## [WHAT THE TASK REQUIRES]
Report how many lines in the records hold the string "before"; give the number and nothing else.

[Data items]
Start of Block

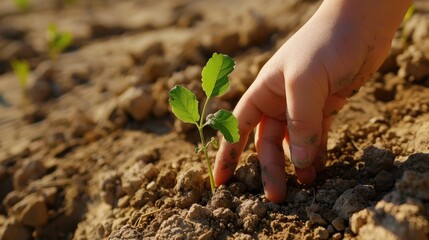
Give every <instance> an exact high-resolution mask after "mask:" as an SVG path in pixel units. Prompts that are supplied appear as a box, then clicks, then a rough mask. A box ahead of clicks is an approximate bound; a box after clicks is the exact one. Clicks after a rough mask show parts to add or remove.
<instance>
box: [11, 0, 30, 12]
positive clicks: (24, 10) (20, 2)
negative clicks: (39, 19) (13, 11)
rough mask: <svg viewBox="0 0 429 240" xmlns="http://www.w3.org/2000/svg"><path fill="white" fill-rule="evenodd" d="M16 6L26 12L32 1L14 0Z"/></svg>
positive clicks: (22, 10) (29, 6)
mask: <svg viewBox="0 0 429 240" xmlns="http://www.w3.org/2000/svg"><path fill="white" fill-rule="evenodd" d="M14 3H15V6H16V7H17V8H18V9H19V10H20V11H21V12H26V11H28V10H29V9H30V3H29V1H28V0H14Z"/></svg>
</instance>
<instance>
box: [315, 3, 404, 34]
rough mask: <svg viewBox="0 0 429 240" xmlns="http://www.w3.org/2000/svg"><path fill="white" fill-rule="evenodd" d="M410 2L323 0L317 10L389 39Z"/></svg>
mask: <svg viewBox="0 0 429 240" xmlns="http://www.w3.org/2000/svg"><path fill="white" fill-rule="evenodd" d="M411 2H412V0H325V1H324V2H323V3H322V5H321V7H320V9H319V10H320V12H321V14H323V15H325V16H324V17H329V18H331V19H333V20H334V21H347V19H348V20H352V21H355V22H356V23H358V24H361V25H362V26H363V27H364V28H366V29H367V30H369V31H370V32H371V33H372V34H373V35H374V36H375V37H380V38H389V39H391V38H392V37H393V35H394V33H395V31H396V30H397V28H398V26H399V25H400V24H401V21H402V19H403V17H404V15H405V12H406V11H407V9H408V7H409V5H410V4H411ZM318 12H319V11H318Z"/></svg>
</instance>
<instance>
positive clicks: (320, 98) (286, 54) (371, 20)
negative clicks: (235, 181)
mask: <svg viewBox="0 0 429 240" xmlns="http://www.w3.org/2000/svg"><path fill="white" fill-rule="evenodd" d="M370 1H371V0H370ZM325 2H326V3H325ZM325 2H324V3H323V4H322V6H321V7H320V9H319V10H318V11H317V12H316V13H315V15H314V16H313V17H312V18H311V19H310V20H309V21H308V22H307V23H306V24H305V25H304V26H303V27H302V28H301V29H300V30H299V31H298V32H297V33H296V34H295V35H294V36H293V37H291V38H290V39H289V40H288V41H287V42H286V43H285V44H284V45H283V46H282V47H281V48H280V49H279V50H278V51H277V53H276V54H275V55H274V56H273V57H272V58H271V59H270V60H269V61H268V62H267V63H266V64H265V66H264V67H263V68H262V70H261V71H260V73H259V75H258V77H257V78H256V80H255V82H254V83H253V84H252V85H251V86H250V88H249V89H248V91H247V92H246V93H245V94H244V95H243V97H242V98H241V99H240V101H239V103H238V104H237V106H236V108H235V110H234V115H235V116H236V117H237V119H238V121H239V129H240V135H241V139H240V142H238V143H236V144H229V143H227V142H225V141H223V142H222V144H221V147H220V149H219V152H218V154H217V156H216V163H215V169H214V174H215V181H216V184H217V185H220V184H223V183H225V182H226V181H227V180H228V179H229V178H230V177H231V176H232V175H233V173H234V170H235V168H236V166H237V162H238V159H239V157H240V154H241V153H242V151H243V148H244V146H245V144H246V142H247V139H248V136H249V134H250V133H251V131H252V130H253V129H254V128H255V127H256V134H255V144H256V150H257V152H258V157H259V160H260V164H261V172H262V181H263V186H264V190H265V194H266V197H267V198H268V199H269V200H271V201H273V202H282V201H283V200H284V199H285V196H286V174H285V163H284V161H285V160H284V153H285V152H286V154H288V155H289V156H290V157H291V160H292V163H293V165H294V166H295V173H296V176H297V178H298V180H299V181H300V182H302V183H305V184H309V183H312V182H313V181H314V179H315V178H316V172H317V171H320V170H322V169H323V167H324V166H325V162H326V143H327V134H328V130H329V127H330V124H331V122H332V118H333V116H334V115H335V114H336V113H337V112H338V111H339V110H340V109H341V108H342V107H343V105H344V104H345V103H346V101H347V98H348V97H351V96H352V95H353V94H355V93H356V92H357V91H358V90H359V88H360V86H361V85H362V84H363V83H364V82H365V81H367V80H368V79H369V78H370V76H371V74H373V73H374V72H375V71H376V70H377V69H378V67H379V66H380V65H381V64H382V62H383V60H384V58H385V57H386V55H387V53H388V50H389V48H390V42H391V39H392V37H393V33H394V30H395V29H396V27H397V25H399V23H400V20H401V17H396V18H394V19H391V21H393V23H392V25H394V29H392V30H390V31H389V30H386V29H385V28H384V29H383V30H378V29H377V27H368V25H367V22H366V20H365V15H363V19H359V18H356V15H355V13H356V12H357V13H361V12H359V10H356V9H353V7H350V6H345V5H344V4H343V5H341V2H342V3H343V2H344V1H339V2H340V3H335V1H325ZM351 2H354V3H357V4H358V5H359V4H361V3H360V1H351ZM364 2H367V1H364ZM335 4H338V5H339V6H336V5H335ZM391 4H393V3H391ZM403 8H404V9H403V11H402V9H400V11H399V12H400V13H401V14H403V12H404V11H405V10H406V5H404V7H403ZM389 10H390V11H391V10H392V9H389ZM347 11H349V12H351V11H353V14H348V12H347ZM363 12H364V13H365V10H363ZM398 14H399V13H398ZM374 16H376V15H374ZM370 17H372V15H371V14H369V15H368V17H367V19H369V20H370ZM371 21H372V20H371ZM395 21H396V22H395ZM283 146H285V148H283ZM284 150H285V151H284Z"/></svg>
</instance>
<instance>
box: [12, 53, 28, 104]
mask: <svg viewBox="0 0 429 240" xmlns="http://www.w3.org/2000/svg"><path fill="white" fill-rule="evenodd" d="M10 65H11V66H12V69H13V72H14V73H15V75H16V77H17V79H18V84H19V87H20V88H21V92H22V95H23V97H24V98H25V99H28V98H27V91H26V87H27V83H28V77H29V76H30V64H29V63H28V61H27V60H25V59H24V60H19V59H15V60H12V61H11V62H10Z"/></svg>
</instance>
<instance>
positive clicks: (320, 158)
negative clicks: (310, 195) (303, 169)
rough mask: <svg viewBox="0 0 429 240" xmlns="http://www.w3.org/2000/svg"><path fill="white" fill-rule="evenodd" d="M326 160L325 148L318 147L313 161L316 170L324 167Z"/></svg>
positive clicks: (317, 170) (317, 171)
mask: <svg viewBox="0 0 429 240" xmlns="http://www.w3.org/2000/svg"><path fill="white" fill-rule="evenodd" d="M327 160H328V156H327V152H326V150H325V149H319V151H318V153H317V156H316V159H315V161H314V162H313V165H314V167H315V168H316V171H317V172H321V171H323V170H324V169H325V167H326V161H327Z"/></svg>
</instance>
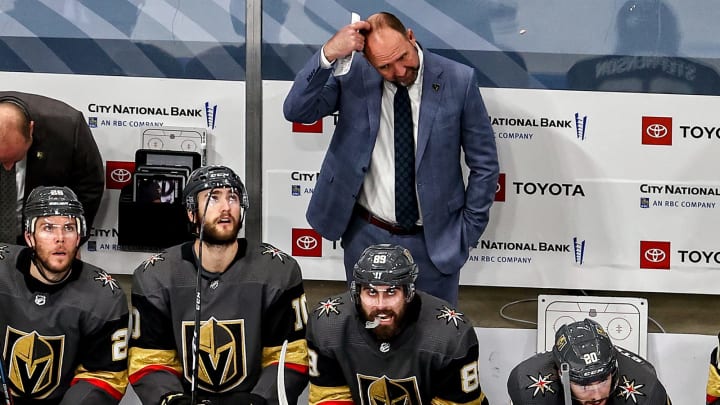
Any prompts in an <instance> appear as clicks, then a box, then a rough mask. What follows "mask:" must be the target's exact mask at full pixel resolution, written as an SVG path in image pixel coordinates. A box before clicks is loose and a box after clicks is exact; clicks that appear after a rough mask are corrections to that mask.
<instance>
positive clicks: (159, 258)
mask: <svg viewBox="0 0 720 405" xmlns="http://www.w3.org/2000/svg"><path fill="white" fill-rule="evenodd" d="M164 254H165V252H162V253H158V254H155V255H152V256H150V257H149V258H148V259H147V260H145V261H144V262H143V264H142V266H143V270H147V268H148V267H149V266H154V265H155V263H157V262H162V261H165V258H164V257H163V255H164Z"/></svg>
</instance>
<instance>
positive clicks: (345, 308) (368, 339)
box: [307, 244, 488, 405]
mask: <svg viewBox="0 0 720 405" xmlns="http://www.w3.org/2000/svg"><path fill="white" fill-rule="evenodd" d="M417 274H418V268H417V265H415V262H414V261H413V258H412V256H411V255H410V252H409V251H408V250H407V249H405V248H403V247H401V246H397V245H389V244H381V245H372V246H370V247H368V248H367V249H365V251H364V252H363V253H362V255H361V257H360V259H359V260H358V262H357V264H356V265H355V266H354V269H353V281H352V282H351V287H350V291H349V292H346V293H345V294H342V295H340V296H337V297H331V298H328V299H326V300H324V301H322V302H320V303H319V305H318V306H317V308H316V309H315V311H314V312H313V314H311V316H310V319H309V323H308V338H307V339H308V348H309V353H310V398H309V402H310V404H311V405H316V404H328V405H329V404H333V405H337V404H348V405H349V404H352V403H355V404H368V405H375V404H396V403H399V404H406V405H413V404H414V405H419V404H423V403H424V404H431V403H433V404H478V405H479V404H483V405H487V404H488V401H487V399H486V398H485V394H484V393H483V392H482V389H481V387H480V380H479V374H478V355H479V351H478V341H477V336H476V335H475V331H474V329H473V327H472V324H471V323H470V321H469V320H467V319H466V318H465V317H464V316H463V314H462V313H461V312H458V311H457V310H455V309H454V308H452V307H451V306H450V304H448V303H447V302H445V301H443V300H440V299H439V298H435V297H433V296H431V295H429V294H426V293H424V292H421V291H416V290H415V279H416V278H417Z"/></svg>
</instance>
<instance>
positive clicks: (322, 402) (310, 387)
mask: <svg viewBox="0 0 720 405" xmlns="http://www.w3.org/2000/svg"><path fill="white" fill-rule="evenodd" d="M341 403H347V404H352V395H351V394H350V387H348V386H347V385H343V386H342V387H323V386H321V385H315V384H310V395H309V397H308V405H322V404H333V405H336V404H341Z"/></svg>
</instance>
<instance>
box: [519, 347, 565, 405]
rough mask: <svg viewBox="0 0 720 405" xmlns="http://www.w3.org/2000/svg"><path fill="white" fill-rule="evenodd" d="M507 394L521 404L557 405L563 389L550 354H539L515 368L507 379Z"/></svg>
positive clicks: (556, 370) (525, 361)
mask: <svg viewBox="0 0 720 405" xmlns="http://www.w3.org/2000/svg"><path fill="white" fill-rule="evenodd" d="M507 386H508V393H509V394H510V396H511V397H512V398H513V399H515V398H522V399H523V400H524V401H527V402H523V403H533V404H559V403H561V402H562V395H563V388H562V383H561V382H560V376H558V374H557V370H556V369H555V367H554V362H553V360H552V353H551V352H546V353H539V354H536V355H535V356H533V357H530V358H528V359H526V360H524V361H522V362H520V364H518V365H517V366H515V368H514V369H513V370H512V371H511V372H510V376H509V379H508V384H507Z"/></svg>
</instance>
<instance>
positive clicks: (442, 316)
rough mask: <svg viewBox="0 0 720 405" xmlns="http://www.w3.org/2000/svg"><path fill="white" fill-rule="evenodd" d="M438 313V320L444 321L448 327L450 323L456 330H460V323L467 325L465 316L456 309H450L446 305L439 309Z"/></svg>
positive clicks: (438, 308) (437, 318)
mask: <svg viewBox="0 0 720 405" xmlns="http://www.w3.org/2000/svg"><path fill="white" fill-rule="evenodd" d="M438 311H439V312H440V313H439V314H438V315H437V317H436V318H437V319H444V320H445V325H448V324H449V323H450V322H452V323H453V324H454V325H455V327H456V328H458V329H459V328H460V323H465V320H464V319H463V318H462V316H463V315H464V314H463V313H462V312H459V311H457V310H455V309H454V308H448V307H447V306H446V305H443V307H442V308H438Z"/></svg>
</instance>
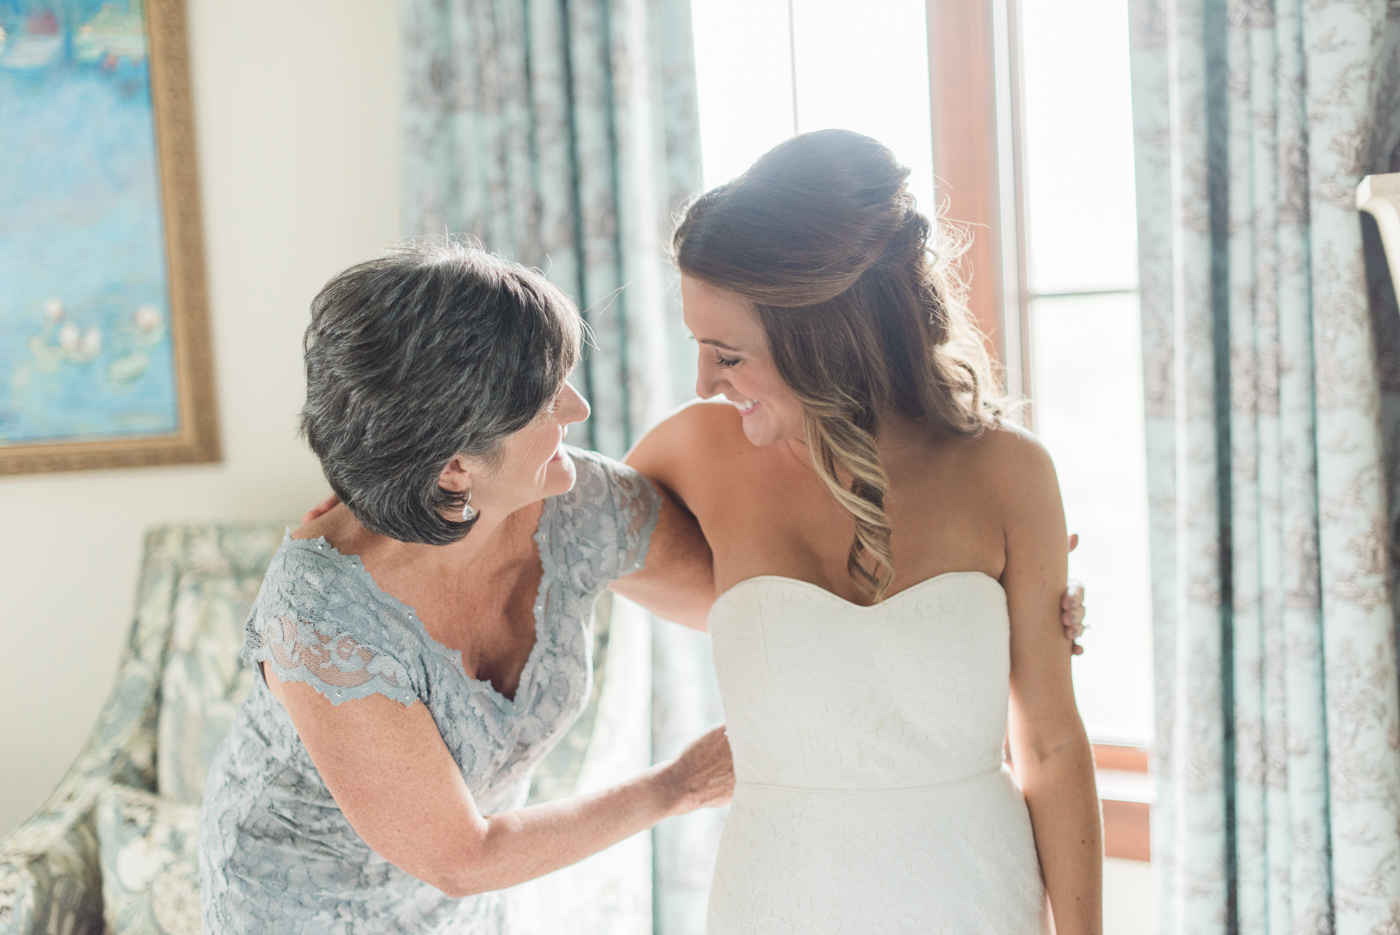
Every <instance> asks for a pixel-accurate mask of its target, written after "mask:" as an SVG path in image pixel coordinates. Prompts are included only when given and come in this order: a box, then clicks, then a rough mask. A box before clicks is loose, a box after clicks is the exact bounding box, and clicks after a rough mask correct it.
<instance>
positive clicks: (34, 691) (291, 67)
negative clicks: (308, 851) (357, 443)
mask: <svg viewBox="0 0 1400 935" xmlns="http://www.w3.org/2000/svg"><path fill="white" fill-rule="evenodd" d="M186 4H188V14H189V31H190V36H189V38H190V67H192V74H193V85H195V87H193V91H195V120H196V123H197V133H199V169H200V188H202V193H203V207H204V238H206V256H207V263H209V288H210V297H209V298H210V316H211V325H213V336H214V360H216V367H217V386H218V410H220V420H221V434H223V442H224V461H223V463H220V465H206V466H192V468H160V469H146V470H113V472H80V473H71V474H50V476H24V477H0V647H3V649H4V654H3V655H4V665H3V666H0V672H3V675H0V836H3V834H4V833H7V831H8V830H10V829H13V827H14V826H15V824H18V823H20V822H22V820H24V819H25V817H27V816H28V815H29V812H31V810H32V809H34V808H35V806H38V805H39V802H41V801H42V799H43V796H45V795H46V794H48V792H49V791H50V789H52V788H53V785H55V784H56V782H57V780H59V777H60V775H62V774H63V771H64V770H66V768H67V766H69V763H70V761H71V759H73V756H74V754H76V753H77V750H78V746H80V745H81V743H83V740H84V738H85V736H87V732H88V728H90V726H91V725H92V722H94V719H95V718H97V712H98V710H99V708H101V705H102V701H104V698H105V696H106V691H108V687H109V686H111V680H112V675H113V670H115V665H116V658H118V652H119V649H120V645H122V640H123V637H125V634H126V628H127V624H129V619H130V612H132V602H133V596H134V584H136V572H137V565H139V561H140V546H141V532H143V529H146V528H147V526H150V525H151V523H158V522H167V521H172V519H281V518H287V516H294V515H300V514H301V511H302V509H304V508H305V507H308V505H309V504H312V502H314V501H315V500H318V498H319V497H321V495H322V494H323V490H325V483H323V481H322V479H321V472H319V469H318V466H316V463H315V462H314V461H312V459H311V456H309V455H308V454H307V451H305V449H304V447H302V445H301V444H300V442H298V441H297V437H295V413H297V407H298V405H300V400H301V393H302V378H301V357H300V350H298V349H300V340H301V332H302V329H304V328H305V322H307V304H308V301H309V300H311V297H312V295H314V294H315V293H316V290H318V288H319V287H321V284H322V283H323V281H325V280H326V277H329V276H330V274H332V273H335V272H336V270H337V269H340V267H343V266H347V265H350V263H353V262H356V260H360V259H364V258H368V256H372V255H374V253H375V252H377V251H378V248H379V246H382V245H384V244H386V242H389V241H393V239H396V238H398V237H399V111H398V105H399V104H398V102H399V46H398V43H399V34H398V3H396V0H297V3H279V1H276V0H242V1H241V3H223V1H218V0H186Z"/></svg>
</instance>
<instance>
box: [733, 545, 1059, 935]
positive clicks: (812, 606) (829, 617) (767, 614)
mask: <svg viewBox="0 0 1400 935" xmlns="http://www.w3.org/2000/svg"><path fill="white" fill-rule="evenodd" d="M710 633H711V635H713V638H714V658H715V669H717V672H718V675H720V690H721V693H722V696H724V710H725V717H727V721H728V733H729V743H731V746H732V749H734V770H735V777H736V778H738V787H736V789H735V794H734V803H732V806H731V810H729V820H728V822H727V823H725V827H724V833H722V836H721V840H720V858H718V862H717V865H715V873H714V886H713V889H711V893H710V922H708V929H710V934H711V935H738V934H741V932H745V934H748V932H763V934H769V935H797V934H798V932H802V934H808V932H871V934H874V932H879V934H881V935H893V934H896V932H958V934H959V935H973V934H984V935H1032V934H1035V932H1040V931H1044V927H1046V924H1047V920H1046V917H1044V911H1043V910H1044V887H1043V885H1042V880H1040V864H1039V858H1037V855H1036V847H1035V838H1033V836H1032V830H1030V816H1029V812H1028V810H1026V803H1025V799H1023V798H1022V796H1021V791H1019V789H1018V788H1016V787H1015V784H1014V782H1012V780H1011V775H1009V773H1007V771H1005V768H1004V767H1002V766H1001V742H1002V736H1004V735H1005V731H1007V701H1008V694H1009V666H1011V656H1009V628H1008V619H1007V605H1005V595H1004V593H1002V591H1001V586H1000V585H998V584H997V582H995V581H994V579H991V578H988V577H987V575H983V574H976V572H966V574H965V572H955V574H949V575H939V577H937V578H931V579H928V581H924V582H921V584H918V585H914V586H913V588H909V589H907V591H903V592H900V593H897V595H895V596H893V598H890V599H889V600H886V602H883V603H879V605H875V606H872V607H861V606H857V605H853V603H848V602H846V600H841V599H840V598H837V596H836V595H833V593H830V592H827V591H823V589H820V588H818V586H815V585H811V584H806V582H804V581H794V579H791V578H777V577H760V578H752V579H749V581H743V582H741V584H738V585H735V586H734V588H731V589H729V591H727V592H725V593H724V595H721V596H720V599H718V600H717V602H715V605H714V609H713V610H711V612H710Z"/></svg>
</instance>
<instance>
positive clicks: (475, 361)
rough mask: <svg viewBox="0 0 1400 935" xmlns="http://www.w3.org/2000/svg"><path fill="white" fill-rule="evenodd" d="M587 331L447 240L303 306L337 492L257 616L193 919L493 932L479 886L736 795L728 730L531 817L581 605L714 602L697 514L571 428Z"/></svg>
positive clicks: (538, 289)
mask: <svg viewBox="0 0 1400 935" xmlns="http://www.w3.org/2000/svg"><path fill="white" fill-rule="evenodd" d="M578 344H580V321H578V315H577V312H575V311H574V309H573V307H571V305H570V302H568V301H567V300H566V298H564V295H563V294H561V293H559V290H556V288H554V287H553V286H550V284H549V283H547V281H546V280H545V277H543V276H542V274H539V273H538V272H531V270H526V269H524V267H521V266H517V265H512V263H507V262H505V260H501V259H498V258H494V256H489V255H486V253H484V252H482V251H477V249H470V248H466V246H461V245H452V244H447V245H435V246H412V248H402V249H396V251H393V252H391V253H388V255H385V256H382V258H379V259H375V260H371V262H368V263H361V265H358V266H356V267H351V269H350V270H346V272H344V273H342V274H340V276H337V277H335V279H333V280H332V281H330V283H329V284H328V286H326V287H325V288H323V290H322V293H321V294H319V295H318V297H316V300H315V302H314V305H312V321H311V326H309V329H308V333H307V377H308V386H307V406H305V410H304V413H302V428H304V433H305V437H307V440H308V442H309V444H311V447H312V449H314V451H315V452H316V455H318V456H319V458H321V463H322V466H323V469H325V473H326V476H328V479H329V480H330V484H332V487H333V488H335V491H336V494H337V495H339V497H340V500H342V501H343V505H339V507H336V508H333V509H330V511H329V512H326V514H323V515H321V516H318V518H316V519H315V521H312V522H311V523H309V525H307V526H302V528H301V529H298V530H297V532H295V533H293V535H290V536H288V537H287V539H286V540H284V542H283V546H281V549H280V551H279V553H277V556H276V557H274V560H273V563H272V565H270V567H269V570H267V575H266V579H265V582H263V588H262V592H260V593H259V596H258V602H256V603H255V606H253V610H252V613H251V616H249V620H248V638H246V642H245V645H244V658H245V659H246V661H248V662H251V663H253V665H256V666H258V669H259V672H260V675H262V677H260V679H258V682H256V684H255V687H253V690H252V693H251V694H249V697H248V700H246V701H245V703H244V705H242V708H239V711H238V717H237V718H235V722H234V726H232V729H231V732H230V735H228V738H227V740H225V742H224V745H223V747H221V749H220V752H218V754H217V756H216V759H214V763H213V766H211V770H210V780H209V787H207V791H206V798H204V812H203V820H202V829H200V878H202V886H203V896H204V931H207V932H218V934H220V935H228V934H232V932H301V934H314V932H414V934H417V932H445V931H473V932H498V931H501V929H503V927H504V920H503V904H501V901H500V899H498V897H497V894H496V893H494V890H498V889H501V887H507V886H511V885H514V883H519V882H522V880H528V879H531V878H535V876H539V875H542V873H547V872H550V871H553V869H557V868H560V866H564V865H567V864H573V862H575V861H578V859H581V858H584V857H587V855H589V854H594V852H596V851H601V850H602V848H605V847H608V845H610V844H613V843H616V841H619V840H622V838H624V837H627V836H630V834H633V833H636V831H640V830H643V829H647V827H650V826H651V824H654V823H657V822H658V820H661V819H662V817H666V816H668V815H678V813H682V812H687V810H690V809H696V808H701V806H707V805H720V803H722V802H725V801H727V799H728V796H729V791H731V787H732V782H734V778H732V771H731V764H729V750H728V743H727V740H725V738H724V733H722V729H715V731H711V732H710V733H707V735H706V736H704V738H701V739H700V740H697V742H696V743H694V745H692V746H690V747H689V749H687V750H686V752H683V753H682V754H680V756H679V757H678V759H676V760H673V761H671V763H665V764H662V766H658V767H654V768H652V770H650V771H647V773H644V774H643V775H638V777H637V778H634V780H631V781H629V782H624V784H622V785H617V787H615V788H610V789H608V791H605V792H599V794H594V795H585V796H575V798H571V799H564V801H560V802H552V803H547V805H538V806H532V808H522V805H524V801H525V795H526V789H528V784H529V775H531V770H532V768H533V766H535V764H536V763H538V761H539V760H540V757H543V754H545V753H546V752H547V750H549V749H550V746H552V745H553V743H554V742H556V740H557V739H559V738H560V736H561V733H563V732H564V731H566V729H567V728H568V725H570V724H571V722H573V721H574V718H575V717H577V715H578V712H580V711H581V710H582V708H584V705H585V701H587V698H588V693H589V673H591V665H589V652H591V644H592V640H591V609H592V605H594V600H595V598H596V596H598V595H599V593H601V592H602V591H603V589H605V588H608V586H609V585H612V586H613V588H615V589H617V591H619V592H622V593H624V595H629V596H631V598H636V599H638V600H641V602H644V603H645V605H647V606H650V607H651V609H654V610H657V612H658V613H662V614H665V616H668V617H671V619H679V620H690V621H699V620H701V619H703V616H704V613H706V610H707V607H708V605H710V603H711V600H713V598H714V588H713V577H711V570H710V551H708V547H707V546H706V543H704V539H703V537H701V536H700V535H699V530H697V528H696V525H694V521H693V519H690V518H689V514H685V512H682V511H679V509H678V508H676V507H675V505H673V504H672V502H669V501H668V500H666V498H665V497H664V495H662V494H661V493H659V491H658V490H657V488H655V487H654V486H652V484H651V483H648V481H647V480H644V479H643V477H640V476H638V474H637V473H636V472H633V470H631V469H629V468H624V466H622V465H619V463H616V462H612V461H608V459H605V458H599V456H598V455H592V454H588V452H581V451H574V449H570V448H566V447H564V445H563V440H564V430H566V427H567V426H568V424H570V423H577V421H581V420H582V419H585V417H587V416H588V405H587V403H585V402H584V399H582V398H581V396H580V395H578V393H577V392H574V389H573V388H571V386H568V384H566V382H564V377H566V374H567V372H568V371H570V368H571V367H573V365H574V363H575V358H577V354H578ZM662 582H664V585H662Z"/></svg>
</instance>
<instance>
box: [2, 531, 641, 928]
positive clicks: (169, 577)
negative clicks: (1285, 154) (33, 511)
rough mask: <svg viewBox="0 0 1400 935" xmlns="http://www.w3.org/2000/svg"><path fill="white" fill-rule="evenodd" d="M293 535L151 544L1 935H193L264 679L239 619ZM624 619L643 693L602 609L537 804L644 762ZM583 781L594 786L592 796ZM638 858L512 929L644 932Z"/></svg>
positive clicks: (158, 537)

End of Block

## [TASK SOLUTION]
2